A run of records
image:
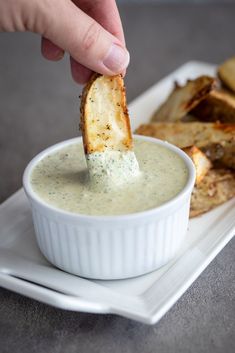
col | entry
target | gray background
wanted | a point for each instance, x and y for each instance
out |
(38, 107)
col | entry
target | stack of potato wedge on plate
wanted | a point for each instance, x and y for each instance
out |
(199, 117)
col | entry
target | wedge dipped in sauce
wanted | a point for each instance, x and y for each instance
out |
(106, 132)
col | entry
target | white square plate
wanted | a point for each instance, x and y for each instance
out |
(23, 268)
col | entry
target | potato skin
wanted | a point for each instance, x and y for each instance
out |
(104, 118)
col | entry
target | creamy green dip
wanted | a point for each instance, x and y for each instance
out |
(61, 179)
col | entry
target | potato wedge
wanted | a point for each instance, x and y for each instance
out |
(217, 141)
(226, 73)
(217, 106)
(217, 187)
(200, 160)
(105, 121)
(184, 98)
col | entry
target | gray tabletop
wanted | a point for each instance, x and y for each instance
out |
(38, 107)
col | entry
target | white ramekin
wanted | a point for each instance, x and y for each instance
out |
(110, 247)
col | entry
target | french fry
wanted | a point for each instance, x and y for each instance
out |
(104, 119)
(184, 98)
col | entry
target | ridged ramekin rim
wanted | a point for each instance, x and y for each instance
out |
(186, 191)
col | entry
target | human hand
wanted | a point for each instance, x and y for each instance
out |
(89, 30)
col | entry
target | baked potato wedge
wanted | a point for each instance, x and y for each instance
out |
(226, 73)
(200, 160)
(104, 116)
(216, 140)
(184, 98)
(217, 106)
(217, 187)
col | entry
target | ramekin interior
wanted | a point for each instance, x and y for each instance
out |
(167, 206)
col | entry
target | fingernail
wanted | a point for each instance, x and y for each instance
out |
(117, 59)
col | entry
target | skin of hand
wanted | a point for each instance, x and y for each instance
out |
(89, 30)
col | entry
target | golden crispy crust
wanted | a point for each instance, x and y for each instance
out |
(217, 187)
(105, 122)
(217, 141)
(200, 160)
(217, 106)
(184, 98)
(226, 73)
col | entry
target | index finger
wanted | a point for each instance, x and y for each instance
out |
(106, 13)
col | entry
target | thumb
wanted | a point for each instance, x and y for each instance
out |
(84, 39)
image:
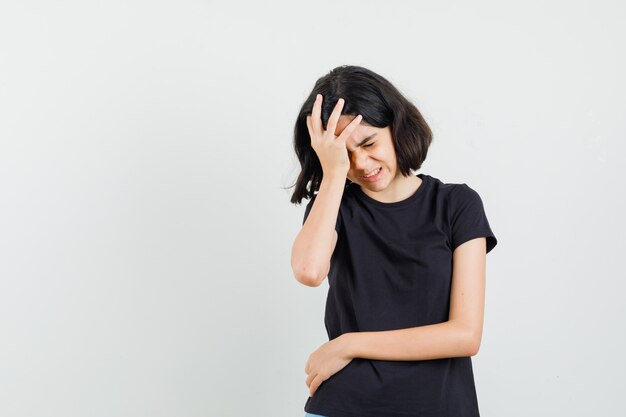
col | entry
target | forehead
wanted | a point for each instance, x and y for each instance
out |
(359, 133)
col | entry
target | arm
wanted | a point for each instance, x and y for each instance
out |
(315, 243)
(457, 337)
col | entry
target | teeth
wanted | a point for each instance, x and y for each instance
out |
(372, 174)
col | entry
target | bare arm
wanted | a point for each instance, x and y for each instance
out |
(315, 243)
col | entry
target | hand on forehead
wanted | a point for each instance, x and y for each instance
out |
(359, 132)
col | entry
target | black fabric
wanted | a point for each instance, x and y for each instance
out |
(392, 269)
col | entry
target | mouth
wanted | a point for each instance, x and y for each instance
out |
(373, 176)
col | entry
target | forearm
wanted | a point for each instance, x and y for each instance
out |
(312, 248)
(434, 341)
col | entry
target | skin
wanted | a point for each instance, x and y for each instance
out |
(459, 336)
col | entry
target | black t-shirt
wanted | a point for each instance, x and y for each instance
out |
(392, 269)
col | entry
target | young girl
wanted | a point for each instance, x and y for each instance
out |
(405, 257)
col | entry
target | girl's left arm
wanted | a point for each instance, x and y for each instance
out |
(459, 336)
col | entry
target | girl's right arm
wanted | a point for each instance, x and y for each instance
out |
(315, 243)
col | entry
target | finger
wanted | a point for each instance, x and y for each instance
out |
(353, 125)
(308, 125)
(308, 379)
(334, 117)
(316, 115)
(314, 385)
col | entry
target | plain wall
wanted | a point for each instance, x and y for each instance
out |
(145, 223)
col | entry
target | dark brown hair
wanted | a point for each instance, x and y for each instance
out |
(381, 105)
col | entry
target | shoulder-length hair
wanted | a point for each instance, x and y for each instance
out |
(381, 105)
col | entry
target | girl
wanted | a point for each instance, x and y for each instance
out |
(405, 256)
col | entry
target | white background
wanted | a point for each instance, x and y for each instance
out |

_Written exercise_
From the material above, reproduce everything verbatim except the pictures.

_Right answer_
image:
col | entry
target | gray background
wanted | a point for each instance, x and y for each instance
out |
(38, 107)
col | entry
target | stack of potato wedge on plate
wanted | a point for each instance, x and y for each instance
out |
(199, 117)
col | entry
target | wedge dipped in sauce
wanted | a point for each instance, x and y for each instance
out |
(106, 132)
col | entry
target | white square plate
wanted | a point for each instance, x and y for each instance
out |
(23, 268)
col | entry
target | potato skin
wanted | a point for each instance, x and y for each instance
out |
(104, 118)
col | entry
target | creamy green dip
wanted | a point for each instance, x and y for each instance
out |
(61, 179)
col | entry
target | potato wedge
wanted | a point for each instance, x and y for each instance
out |
(217, 141)
(226, 73)
(217, 106)
(217, 187)
(200, 160)
(105, 121)
(184, 98)
col | entry
target | gray tabletop
wanted | a point for each instance, x and y for each instance
out |
(38, 107)
col | entry
target | white ramekin
wanted | a point for each instance, x and y for each instance
out |
(110, 247)
col | entry
target | french fry
wanted | a point for each instance, x and y for each instance
out |
(104, 119)
(184, 98)
col | entry
target | ridged ramekin rim
wanted | a point for each instance, x and y for each instance
out |
(186, 191)
col | entry
target | human hand
wanted | a point for each instance, x and y for each instance
out |
(89, 30)
col | entry
target | baked potato wedge
wanted | a point for each instance, x and y for each instance
out |
(226, 73)
(200, 160)
(104, 116)
(216, 140)
(184, 98)
(217, 106)
(217, 187)
col | entry
target | ramekin interior
wanted | a point for each instance, x and y for each instance
out |
(167, 206)
col | entry
target | fingernail
wanted | a point for each instance, x and y for each instance
out |
(117, 59)
col | entry
target | skin of hand
wanted | a point for each instance, x and y for each instance
out |
(89, 30)
col | entry
target | golden crispy crust
wanted | a point for each instance, x and y for each instance
out |
(217, 187)
(105, 122)
(217, 141)
(200, 160)
(217, 106)
(184, 98)
(226, 73)
col | entry
target | index finger
wanted | a point for each instance, x and y for each instance
out |
(106, 13)
col | entry
target | thumb
wanted | a point for each instance, x and y for each instance
out |
(84, 39)
image:
col | entry
target | forehead
wanted | a point for each instance, x and y for each instance
out |
(359, 133)
col | entry
target | arm
wanted | a point for each instance, x and y for each instance
out |
(315, 243)
(457, 337)
col | entry
target | teeth
wanted | a point for each instance, x and y for each instance
out |
(372, 174)
col | entry
target | bare arm
wanted | a point for each instance, x and y for each instance
out |
(315, 243)
col | entry
target | hand on forehead
wanted | a point for each instance, x and y for each instance
out |
(359, 132)
col | entry
target | black fabric
wanted | a point for each instance, x and y for each instance
out |
(392, 269)
col | entry
target | mouth
wanted | a point for each instance, x and y for each instance
out |
(373, 176)
col | entry
target | forearm
wanted | a point for each instance, x and y for each instance
out |
(312, 248)
(434, 341)
col | entry
target | skin
wanted | a point for each instance, x and y for each instance
out |
(459, 336)
col | entry
target | black t-shirt
wanted | a point for each instance, x and y for each instance
out |
(392, 269)
col | entry
target | young girl
wanted | a point for each instance, x and y for each instance
out |
(405, 257)
col | entry
target | girl's left arm
wanted | a point for each instance, x and y for each instance
out |
(459, 336)
col | entry
target | girl's right arm
wanted | a point for each instance, x and y for each instance
out |
(315, 243)
col | entry
target | finger
wanted | a point for each instance, x and y for each instance
out |
(353, 125)
(308, 125)
(308, 379)
(334, 117)
(316, 115)
(314, 385)
col | entry
target | plain wall
wanted | a point for each instance, x and y for each instance
out |
(145, 223)
col | entry
target | dark brown hair
wanted | a point for each instance, x and y for each instance
out |
(381, 105)
col | entry
target | shoulder-length hair
wanted | a point for each instance, x and y for each instance
out |
(381, 105)
col | entry
target | girl
wanted | a point for each instance, x and y for each instance
out |
(405, 256)
col | entry
target | white background
wanted | a point for each instance, x and y for each instance
out |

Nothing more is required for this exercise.